*DO THIS*. Reproduce every line of the entries below character for character, with no changes.

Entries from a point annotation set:
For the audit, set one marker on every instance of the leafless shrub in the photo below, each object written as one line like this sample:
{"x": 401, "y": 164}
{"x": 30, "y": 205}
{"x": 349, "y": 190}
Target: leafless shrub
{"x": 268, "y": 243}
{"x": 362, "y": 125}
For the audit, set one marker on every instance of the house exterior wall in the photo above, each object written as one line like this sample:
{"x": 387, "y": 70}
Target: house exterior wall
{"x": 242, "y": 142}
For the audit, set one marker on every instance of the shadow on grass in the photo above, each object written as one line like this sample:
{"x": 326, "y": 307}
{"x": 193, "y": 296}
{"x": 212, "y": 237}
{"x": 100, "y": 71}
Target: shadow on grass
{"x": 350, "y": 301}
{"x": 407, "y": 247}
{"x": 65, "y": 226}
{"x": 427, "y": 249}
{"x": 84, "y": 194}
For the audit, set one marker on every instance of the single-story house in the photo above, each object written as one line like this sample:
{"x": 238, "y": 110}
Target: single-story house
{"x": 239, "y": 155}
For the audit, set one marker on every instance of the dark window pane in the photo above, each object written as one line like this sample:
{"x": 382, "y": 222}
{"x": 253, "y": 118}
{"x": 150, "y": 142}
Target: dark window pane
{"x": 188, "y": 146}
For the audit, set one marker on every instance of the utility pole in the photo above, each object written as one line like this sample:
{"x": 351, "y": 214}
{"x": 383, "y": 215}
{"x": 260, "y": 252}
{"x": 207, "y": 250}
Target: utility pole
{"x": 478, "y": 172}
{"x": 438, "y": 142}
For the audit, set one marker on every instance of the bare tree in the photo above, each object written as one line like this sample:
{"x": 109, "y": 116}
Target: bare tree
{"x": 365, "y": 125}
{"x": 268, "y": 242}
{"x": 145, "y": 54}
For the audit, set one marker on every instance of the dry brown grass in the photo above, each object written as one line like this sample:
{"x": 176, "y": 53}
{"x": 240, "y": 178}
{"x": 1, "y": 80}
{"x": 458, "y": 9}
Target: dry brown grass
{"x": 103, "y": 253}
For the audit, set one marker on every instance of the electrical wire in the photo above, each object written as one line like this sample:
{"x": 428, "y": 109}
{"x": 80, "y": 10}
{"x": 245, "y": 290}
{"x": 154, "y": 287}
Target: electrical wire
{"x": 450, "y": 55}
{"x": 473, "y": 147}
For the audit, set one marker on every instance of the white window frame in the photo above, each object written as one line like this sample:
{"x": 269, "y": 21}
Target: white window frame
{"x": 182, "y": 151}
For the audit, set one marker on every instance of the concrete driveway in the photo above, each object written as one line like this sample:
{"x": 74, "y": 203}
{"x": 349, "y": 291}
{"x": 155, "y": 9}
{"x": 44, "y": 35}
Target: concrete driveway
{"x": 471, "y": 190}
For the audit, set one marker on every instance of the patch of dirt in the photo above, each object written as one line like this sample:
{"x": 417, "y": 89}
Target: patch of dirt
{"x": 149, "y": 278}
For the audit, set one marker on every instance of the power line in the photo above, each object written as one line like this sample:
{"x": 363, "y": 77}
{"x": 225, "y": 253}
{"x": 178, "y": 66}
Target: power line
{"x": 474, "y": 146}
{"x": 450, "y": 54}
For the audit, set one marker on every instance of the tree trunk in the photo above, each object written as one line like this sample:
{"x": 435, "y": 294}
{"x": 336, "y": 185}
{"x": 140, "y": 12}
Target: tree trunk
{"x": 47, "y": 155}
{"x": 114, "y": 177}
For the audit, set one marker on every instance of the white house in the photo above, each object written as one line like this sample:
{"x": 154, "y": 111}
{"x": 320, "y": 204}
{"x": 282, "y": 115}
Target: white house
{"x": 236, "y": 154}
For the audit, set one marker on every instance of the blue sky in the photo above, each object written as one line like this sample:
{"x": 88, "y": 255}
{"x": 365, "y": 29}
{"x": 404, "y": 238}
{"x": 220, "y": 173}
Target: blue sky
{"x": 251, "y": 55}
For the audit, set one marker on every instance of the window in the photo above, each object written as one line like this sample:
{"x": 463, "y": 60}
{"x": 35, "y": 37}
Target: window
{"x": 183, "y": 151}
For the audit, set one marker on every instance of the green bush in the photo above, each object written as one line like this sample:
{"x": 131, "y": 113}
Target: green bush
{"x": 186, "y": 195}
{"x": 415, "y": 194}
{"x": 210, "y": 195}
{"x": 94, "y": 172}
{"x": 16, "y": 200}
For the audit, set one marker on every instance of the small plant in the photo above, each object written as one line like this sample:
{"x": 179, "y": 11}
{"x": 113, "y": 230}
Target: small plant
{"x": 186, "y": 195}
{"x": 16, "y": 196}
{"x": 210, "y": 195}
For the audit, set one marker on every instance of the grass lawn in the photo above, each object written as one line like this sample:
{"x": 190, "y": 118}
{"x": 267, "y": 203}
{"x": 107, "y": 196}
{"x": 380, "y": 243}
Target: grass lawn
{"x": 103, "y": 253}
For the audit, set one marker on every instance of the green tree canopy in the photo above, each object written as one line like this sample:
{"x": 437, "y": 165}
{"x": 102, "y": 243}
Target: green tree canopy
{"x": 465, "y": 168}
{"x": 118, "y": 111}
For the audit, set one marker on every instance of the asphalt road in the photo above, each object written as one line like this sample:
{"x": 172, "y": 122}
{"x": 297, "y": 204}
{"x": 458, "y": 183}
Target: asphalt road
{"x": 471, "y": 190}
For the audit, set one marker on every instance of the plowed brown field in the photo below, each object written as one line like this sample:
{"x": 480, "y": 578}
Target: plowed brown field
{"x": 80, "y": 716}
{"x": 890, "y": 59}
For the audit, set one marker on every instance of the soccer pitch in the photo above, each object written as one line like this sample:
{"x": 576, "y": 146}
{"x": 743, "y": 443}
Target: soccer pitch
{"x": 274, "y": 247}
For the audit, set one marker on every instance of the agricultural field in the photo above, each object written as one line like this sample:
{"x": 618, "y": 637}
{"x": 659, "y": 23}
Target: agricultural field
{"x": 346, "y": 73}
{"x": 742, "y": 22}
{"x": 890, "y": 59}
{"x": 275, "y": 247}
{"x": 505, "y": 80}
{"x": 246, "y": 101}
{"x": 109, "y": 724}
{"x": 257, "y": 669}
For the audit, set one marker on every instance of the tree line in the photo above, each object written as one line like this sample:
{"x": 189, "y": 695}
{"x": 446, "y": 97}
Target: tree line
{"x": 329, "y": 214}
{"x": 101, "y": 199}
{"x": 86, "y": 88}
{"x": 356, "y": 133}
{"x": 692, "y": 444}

*RESULT OF THE EXERCISE*.
For the audit, set one marker on every instance of the leafless shrub in the photo below, each object written as one line like this sample:
{"x": 401, "y": 164}
{"x": 30, "y": 205}
{"x": 349, "y": 190}
Target: leafless shrub
{"x": 268, "y": 243}
{"x": 362, "y": 125}
For the audit, set one marker on every instance of the house exterior wall in the photo above, each object written as one line like this sample:
{"x": 387, "y": 70}
Target: house exterior wall
{"x": 242, "y": 142}
For the audit, set one marker on every instance of the shadow on grass in the photo above, each object written as one line like this sample:
{"x": 326, "y": 307}
{"x": 193, "y": 296}
{"x": 212, "y": 237}
{"x": 100, "y": 71}
Target: shadow on grass
{"x": 350, "y": 301}
{"x": 407, "y": 247}
{"x": 65, "y": 226}
{"x": 427, "y": 249}
{"x": 84, "y": 194}
For the audit, set one marker on every instance of the single-story house in the photo above, each object written as one line like this sample:
{"x": 238, "y": 110}
Target: single-story house
{"x": 239, "y": 155}
For the audit, set one marker on every instance of the dark window pane in the photo above, each object written as one line like this sample:
{"x": 382, "y": 222}
{"x": 253, "y": 118}
{"x": 150, "y": 142}
Target: dark window pane
{"x": 188, "y": 146}
For the audit, set one marker on every instance of the utility pole in the photo above, each object written as one line like this sample:
{"x": 351, "y": 214}
{"x": 383, "y": 215}
{"x": 260, "y": 252}
{"x": 207, "y": 250}
Target: utility pole
{"x": 478, "y": 172}
{"x": 438, "y": 142}
For the audit, set one marker on every instance of the bare tree in the photo above, each object written as one line like this sample:
{"x": 109, "y": 116}
Target: bare tree
{"x": 365, "y": 125}
{"x": 268, "y": 242}
{"x": 145, "y": 54}
For the audit, set one marker on every instance of the dry brown grass in the photo above, each object written as one line like this sample:
{"x": 176, "y": 53}
{"x": 240, "y": 178}
{"x": 1, "y": 80}
{"x": 458, "y": 9}
Target: dry brown grass
{"x": 103, "y": 253}
For the audit, set one marker on every instance of the electrical wire in the photo above, each object written as one line like this sample:
{"x": 428, "y": 109}
{"x": 80, "y": 10}
{"x": 245, "y": 290}
{"x": 154, "y": 287}
Target: electrical wire
{"x": 450, "y": 55}
{"x": 473, "y": 147}
For the audit, set one marker on every instance of the white window frame in the photo above, each object written as one line like this sample:
{"x": 269, "y": 21}
Target: white window frame
{"x": 182, "y": 151}
For the audit, set one marker on every instance of the concrete driveway in the photo above, each object written as one line like this sample:
{"x": 74, "y": 203}
{"x": 349, "y": 291}
{"x": 155, "y": 9}
{"x": 44, "y": 35}
Target: concrete driveway
{"x": 471, "y": 190}
For the audit, set one marker on every instance of the patch of dirt in the photo above, each object written as one line like this sample:
{"x": 417, "y": 89}
Target: patch of dirt
{"x": 149, "y": 278}
For the audit, set one marker on every instance of the power line in the photo above, each object written as one line like this sample:
{"x": 363, "y": 77}
{"x": 225, "y": 253}
{"x": 178, "y": 66}
Target: power line
{"x": 474, "y": 146}
{"x": 450, "y": 54}
For the audit, set one marker on every instance of the tree trunk in the photo above, each object written as one line like this sample:
{"x": 435, "y": 294}
{"x": 336, "y": 185}
{"x": 140, "y": 12}
Target: tree trunk
{"x": 47, "y": 155}
{"x": 114, "y": 177}
For the audit, set one marker on every instance of the white house in the photo above, each object written as one line like this sample:
{"x": 154, "y": 111}
{"x": 320, "y": 204}
{"x": 282, "y": 115}
Target: white house
{"x": 236, "y": 154}
For the audit, set one marker on every instance of the blue sky in the photo above, each object written as one line like this sample:
{"x": 88, "y": 255}
{"x": 365, "y": 29}
{"x": 404, "y": 238}
{"x": 220, "y": 173}
Target: blue sky
{"x": 251, "y": 55}
For the audit, set one marker on every instance of the window in the photo above, each object written as one line like this sample:
{"x": 463, "y": 60}
{"x": 35, "y": 37}
Target: window
{"x": 183, "y": 151}
For the audit, set one marker on every instance of the green bush in the photo above, each object written as one line like this sample:
{"x": 131, "y": 113}
Target: green bush
{"x": 186, "y": 195}
{"x": 415, "y": 194}
{"x": 210, "y": 195}
{"x": 94, "y": 172}
{"x": 16, "y": 200}
For the audit, set one marker on every instance of the small plant in the photo above, each object written as one line like this sample:
{"x": 179, "y": 11}
{"x": 113, "y": 230}
Target: small plant
{"x": 186, "y": 195}
{"x": 16, "y": 196}
{"x": 210, "y": 195}
For the audit, set one marker on every instance of the grass lawn in the photo above, each object written as one line like this sample:
{"x": 190, "y": 118}
{"x": 267, "y": 203}
{"x": 107, "y": 196}
{"x": 380, "y": 243}
Target: grass lawn
{"x": 103, "y": 253}
For the audit, set one marker on every instance of the green tree canopy in the photo above, each object written as one line like this sample:
{"x": 437, "y": 165}
{"x": 102, "y": 243}
Target: green tree canopy
{"x": 465, "y": 168}
{"x": 118, "y": 111}
For the audit, set one marker on every instance of the asphalt road in the photo above, each object written as one line like this sample:
{"x": 172, "y": 122}
{"x": 297, "y": 204}
{"x": 458, "y": 183}
Target: asphalt road
{"x": 471, "y": 190}
For the audit, set one marker on every instance of the plowed brown field in the photo below, each object written as one line like this sample:
{"x": 480, "y": 578}
Target: plowed brown field
{"x": 80, "y": 716}
{"x": 890, "y": 59}
For the audit, set one marker on every instance of the soccer pitch in the photo above, each object written as one line like this sample:
{"x": 576, "y": 146}
{"x": 743, "y": 443}
Target: soccer pitch
{"x": 274, "y": 247}
For the audit, set one marker on every instance of the agricultural field in the photo above, each object written as one line like this sample:
{"x": 618, "y": 637}
{"x": 659, "y": 23}
Target: agricultural field
{"x": 346, "y": 73}
{"x": 742, "y": 22}
{"x": 890, "y": 59}
{"x": 275, "y": 247}
{"x": 505, "y": 80}
{"x": 246, "y": 101}
{"x": 109, "y": 724}
{"x": 257, "y": 669}
For the audit, set one marker on every instance of the tree line in the photo above, each object written as one line like this sample:
{"x": 189, "y": 695}
{"x": 446, "y": 97}
Target: tree line
{"x": 329, "y": 214}
{"x": 101, "y": 199}
{"x": 86, "y": 88}
{"x": 356, "y": 133}
{"x": 692, "y": 444}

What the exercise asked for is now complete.